[Supplied text]
All of lore.kernel.org
 help / color / mirror / Atom feed
From: Jesper Dangaard Brouer <jbrouer@redhat.com>
To: Joe Damato <jdamato@fastly.com>,
	Jesper Dangaard Brouer <jbrouer@redhat.com>
Cc: brouer@redhat.com, netdev@vger.kernel.org, kuba@kernel.org,
	davem@davemloft.net, ilias.apalodimas@linaro.org,
	hawk@kernel.org
Subject: Re: [PATCH net-next 0/6] net: page_pool: Add page_pool stat counters
Date: Wed, 2 Feb 2022 15:04:33 +0100	[thread overview]
Message-ID: <33216f8e-0b9c-c701-0cdf-e96229bc03d6@redhat.com> (raw)
In-Reply-To: <CALALjgxwkRBFd86=kcOjeF4uvhCgB52gG7ka_e16=Qf-3LQiFQ@mail.gmail.com>

On 27/01/2022 22.08, Joe Damato wrote:
> On Thu, Jan 27, 2022 at 12:51 AM Jesper Dangaard Brouer
> <jbrouer@redhat.com> wrote:
>>
>> On 26/01/2022 23.48, Joe Damato wrote:
>>> Greetings:
>>>
>>> This series adds some stat counters for the page_pool allocation path which
>>> help to track:
>>>
>>>        - fast path allocations
>>>        - slow path order-0 allocations
>>>        - slow path high order allocations
>>>        - refills which failed due to an empty ptr ring, forcing a slow
>>>          path allocation
>>>        - allocations fulfilled via successful refill
>>>        - pages which cannot be added to the cache because of numa mismatch
>>>          (i.e. waived)

[What you need to do]
• A. Answer these questions from the email, one line each:
(i) What date and time does the message header give?
(ii) Which Cc address ends in vger.kernel.org?
(iii) Which pages does the series track as "waived"?
• B. Extract every line of the records that contains the string "water".
The email above and the records after it are unrelated material.

Items listed in the dataset:
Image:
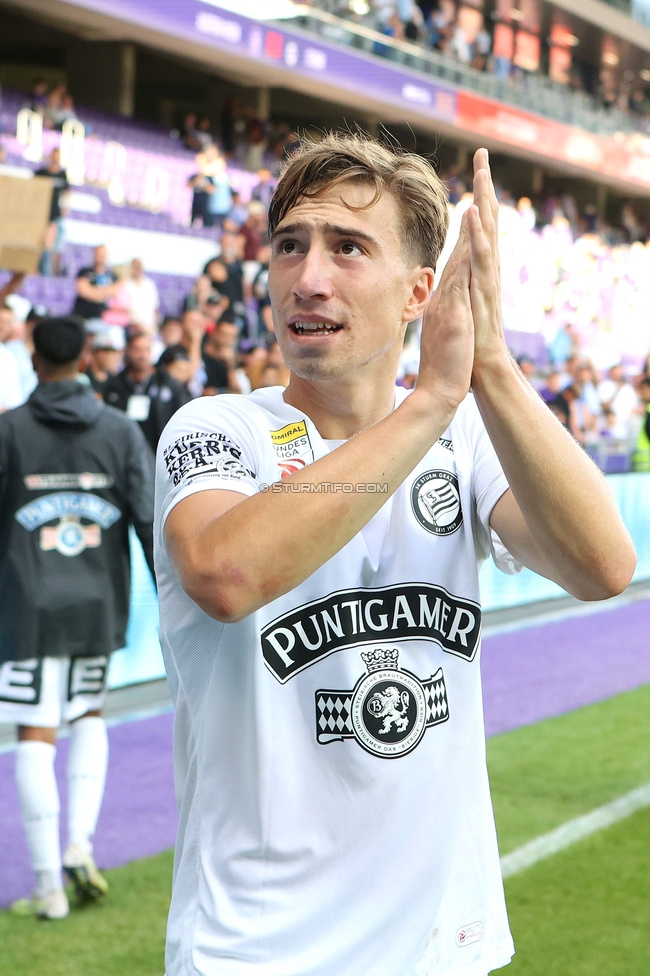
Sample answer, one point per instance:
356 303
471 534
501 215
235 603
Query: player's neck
340 409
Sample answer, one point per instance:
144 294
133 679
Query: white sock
39 803
87 765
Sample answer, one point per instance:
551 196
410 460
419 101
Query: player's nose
314 275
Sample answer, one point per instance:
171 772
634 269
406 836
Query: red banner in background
626 158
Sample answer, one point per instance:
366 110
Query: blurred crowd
460 31
578 285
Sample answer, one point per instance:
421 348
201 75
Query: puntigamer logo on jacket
407 611
69 535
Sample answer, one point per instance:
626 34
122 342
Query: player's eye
287 247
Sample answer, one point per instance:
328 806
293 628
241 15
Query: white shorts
46 692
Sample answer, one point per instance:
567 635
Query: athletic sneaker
82 871
52 906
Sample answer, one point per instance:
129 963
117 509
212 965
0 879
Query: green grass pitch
583 912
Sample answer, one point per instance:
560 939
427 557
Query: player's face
340 285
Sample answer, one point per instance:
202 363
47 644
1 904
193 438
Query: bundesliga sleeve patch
202 454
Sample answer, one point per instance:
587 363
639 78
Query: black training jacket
74 473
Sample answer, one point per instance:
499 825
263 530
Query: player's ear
421 293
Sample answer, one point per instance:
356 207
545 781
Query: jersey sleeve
489 483
209 444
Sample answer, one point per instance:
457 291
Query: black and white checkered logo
435 499
388 711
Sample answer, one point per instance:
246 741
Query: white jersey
335 817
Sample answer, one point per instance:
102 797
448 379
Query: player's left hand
485 285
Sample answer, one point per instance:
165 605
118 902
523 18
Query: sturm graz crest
435 498
387 712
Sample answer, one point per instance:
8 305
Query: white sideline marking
574 830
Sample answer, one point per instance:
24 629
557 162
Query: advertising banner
619 158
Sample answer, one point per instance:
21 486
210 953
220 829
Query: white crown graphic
380 658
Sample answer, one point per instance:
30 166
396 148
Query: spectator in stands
73 476
565 344
219 359
203 132
252 359
263 190
619 402
201 185
145 393
276 359
105 358
170 333
188 134
49 263
260 295
38 97
59 108
238 213
21 346
641 456
226 276
194 325
212 192
10 390
176 361
220 197
254 231
95 286
142 298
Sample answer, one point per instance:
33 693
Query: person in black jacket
74 475
146 393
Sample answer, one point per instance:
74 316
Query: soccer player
317 557
74 474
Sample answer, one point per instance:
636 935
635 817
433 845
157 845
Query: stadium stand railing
534 92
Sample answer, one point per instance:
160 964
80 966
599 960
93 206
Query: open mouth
314 328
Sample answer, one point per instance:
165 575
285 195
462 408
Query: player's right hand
447 344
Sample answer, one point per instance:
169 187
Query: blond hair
421 197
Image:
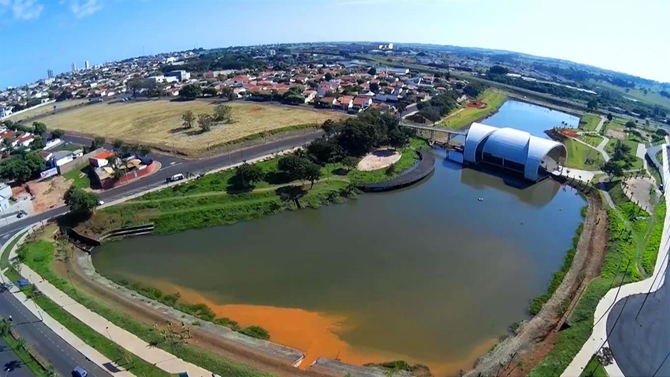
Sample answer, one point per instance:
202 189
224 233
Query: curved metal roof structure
513 149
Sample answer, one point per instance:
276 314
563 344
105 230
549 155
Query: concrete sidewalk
599 335
123 338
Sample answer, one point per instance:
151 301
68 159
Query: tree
117 144
311 172
97 142
612 169
143 150
210 92
248 174
223 113
80 201
191 91
39 128
188 117
205 122
57 134
350 162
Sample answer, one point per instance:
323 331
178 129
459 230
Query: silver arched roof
510 144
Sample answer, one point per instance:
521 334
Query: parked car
79 372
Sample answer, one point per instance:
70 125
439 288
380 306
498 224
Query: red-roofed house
345 102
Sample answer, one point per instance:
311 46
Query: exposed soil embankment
517 355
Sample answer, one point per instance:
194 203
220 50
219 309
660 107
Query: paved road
9 360
45 342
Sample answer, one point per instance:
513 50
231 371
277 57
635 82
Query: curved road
49 345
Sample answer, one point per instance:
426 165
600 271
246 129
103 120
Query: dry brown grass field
158 123
47 109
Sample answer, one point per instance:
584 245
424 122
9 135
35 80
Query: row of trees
221 114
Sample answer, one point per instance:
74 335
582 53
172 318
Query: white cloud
22 9
86 8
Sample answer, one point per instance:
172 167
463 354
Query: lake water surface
428 274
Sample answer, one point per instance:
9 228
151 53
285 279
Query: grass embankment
215 199
589 122
593 140
21 350
79 176
464 117
579 154
637 162
158 122
39 256
626 240
557 277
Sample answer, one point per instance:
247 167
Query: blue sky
622 35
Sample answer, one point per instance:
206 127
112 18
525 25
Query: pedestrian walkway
123 338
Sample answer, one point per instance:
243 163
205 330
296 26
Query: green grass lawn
467 115
637 163
589 122
79 176
39 256
594 140
579 153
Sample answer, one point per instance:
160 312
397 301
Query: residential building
181 75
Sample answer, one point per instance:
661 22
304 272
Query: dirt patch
537 337
616 134
48 193
379 159
641 191
477 104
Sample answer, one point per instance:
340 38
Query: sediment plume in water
316 333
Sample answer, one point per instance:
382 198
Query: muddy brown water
428 274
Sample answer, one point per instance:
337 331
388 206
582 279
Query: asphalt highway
641 346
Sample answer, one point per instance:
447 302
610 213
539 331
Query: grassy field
594 140
589 122
638 163
467 115
653 97
158 122
625 242
48 109
39 256
578 153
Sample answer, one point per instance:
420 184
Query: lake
427 274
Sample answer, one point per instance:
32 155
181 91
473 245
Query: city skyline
80 28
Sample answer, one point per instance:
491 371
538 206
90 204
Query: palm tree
4 326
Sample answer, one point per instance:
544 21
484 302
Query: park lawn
589 122
593 140
465 116
79 176
46 109
578 153
158 122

[Responses in order]
• A.
(i) Wed, 2 Feb 2022 15:04:33 +0100
(ii) netdev@vger.kernel.org
(iii) Pages that cannot be added to the cache because of a NUMA mismatch.

• B.
Query: lake water surface
Query: sediment plume in water
Query: muddy brown water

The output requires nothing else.